### INPUT RECORDS:
==============================

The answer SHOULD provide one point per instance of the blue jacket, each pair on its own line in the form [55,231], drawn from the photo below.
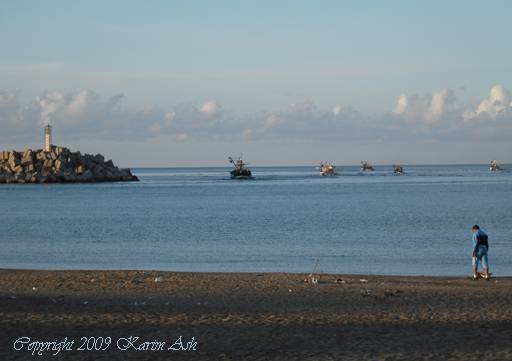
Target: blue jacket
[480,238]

==============================

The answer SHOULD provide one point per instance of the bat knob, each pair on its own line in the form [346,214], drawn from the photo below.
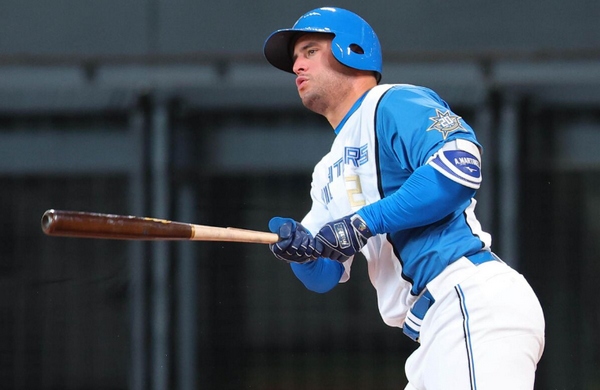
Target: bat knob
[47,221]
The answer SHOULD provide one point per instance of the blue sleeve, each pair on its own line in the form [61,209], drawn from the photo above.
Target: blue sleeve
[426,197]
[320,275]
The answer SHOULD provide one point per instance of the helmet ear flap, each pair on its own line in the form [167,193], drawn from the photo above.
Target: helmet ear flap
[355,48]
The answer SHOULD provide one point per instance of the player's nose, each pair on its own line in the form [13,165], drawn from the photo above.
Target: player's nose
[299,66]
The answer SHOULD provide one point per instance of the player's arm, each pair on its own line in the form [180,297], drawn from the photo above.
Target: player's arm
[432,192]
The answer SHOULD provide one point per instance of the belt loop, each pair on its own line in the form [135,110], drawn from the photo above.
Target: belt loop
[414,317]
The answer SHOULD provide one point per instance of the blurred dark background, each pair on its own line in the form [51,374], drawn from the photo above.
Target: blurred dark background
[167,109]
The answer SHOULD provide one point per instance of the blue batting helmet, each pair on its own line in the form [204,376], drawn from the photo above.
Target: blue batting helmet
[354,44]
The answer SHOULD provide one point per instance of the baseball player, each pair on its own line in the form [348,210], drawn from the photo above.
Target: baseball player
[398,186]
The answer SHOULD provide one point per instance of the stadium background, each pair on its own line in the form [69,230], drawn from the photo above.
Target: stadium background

==============================

### WHAT YOU HAVE TO DO:
Given the records above, restate word for word only the lines starting at the one with "[180,297], drawn from the photo above." and ending at the one with "Target: stadium background".

### TASK SOLUTION:
The answer SHOULD provide one point per instance of the player's arm, each pair on its own line in the form [180,297], drawn from the photo above.
Target: player's arm
[432,192]
The answer SHOULD provide one point per instance of the belt loop, each pair on its own line in the form [135,110], drawn from the photo above.
Target: belt loop
[414,317]
The answer SHOULD provide one point per instance of the blurred dark background, each pair on its own line in the form [51,374], drawn from the photo above.
Target: blurred dark background
[167,109]
The answer SHOULD provide one point per instance of the blue batting helmet, each pair on its own line in the form [204,376], drawn from the photo above.
Target: blue batting helmet
[354,44]
The answer SHOULD provide one point per instance of the baseball player, each pair on its own line in the form [348,210], drawn from the photo above.
Target: baseball player
[398,186]
The answer SHOULD provide one point per instance of the stadium background, each pair on its own line in the form [69,230], drawn from the photo above.
Target: stadium background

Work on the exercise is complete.